具体的な方法ですが、バットは軽めでグリップもバレルも細めの方が良いでしょう。グリップが太いと、握力を使って握る事になるので、前腕の筋肉が緊張しやすく、リストターンがスムーズになりにくいからです。つまり極力細いグリップの方がスイングはしなやかになります。バレルも細い方が空気抵抗が小さくて良いです。面白いのがソフトボール用バットで2号用バットを使うのも面白いでしょう。

軽すぎる場合、ビニールテープを巻いて少し重くするのも良いでしょう。ただ、この場合、トップバランスになっても良いです。というより、その方が面白い効果が得られる可能性があります。ある程度なら、ヘッドが効いた方がリストターンが効きやすいからで、それは前腕部に良い捻りストレッチの効果が得られる事を意味しますから、江坂さんには向いています。「軽くて細いバットでややトップバランス」これを出来るだけ多く振ってください。グリップを良くする事にもつながります。

もちろん、軽いバットだけだと不安なので、例えば硬式バットを一日10回は振る等の習慣を付けると良いでしょう。江坂さんの場合はそれで充分です。

それに比べて、部屋など充分な広さが無い場所でも振れるための道具を用意しておき、思い立ったらいつでも振れる環境を作ってください。お奨めは100円ショップで打っている短いホウキで、これはグリップも細いのが良いです。いずれにしても、これからはどれだけ数を振れるかが勝負になると考えてください。

また、ラボでもやりましたが、インハイとアウトローを交互に振る練習もしてください。基本的にインハイ→アウトロー→インハイで1セットと考えると良いでしょう。

(2)シャドウピッチング

負荷がほとんど0に近いシャドーピッチングは、しなやかな身体の使い方を身につける上で有効です。特に右投げ右打ち、左投げ左打ちの選手には有効な練習法です。両方パンチャーだとメカニズムが同じなのでなおさらお奨めです。(投球の)オートマチックステップドリルなどもバッティングに近い感覚で出来るので良いでしょう。

(3)ストレッチング

腸腰筋その場ステップやリズム股関節伸展スクワット等は、黒人的な身体能力を高めるための重要な種目ですが、いずれも縦系、直線系の動きです。これらは非常に重要な事には変わり有りませんが、江坂さんのテーマである、スイングのしなやかさにおいては捻り系の種目が重要になります。

そのため、縦系に加えて捻り系も重視して行く必要が有ります。グリップを作るためのバットを使ったストレッチ等もそうですが、腕に関しては何より、シャドウピッチングが最高の捻りストレッチですから、理想は右左両方です。少なくとも右は行ってください。股関節に関しては、当然「割れ絞り体操」系が重要になります。

------------------------

実施事項:
• a. 打撃練習についての文書抜粋では、インハイとアウトローを交互に振る練習の1セットはどのような順序ですか。
• b. 一覧のうち、「Task: where can the column」を含む行から始めて「x=881, y=465」を含む行までを、1行を1つの文字列とするJSON配列に整えてください。空行は除きます。

データ抜粋:
------------------------

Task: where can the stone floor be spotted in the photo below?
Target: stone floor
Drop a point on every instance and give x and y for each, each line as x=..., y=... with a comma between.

------------------------

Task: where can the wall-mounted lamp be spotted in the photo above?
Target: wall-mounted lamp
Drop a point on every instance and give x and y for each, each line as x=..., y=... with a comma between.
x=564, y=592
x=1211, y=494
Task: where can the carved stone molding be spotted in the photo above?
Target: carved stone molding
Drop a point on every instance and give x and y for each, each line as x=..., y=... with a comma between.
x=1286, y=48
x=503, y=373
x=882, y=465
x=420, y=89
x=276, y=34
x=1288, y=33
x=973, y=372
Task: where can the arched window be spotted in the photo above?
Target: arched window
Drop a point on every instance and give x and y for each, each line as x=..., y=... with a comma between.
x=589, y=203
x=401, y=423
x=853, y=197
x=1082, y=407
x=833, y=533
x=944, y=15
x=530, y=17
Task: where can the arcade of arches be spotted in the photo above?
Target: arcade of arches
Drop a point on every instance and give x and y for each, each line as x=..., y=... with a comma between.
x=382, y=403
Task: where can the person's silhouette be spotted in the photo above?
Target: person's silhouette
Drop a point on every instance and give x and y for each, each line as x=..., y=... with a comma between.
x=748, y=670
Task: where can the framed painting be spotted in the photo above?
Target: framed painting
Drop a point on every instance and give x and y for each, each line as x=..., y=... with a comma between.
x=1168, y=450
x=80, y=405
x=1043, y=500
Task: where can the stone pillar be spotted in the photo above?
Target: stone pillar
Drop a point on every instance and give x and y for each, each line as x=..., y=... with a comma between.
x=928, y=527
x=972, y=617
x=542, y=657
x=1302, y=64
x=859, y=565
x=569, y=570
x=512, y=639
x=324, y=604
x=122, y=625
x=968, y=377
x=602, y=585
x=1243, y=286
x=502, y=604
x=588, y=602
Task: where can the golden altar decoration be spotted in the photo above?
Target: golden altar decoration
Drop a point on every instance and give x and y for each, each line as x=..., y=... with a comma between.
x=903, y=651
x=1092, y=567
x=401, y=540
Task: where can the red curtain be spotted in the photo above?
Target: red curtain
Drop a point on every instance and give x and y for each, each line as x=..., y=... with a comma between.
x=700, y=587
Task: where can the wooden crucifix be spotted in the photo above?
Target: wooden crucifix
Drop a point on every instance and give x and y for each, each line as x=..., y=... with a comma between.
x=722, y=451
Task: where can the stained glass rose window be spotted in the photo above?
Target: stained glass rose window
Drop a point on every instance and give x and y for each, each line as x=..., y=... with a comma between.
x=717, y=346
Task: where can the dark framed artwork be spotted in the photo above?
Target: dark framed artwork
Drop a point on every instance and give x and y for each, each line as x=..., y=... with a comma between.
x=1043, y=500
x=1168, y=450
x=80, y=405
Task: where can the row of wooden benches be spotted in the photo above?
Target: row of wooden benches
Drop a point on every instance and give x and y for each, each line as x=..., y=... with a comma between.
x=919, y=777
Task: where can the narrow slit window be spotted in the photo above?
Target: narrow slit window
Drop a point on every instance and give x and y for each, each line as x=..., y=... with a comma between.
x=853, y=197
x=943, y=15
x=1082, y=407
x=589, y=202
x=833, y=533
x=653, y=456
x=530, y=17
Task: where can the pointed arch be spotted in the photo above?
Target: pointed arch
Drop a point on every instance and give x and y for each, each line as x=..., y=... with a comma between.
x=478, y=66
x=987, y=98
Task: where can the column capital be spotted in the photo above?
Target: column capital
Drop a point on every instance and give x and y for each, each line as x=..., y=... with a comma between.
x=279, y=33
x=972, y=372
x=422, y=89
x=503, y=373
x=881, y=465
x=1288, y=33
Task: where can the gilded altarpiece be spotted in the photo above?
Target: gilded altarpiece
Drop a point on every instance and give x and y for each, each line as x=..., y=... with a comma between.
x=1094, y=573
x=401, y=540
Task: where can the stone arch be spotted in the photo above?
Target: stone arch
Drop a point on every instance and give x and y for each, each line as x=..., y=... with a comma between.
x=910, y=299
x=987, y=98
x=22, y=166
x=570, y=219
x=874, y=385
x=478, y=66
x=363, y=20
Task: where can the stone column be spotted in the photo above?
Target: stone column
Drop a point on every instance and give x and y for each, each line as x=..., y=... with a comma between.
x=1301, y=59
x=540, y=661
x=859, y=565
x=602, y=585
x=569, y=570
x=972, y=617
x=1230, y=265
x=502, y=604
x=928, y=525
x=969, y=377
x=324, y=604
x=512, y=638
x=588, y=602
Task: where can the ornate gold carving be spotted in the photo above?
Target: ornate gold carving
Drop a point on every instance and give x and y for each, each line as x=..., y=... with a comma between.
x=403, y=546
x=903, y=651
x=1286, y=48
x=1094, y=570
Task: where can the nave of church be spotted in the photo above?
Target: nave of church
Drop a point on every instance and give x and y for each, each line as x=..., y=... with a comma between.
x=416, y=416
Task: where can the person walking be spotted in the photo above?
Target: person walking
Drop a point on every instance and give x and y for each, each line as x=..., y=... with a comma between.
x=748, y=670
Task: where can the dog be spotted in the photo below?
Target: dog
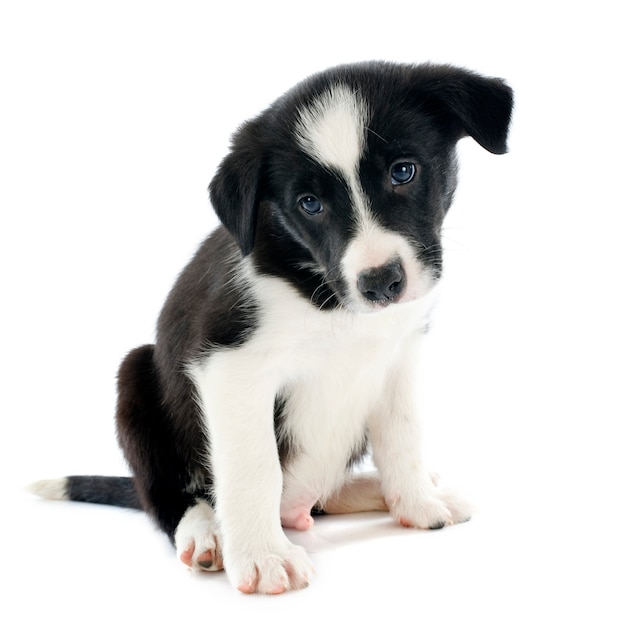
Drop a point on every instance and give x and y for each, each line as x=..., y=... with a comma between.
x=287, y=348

------------------------

作業別結果:
• a. インハイ→アウトロー→インハイの順で1セットです。

• b.
[
  "Task: where can the column capital be spotted in the photo above?",
  "Target: column capital",
  "Drop a point on every instance and give x and y for each, each line as x=..., y=... with a comma between.",
  "x=279, y=33",
  "x=972, y=372",
  "x=422, y=89",
  "x=503, y=373",
  "x=881, y=465"
]